- Opening Delimiter -
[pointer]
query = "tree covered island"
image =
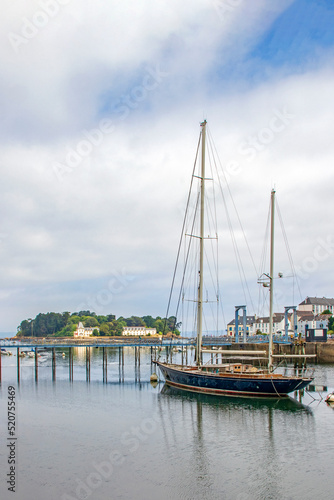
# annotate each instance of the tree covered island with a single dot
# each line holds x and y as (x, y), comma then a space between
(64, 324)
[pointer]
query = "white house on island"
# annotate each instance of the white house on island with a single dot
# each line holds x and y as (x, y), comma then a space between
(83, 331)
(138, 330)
- Closing Delimiter -
- Opening Delimiter -
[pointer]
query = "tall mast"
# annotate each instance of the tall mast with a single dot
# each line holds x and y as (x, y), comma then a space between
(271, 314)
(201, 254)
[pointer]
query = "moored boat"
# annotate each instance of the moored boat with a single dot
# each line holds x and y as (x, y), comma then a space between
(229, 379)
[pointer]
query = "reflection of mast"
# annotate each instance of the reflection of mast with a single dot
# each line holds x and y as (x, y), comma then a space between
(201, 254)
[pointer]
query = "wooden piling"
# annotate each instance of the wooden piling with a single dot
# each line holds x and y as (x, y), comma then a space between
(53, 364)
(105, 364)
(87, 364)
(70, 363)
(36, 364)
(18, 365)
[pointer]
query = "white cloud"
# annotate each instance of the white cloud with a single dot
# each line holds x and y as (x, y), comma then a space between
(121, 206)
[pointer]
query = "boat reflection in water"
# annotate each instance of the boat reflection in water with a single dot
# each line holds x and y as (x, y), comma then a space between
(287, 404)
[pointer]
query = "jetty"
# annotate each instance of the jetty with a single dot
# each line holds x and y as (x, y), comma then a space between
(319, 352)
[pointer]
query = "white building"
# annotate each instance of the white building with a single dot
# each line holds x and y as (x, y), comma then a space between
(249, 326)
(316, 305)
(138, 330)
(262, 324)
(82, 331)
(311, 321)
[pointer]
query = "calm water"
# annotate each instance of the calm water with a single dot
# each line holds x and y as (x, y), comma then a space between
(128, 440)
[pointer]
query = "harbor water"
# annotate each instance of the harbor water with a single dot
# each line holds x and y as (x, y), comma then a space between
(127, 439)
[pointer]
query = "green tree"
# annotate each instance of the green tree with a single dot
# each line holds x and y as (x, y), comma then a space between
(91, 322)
- Closing Delimiter -
Exercise objective: Whenever a line in the material contains the word "building", copy that line.

Completed exercise:
query = "white building"
# annotate each instance of the white building with a single dot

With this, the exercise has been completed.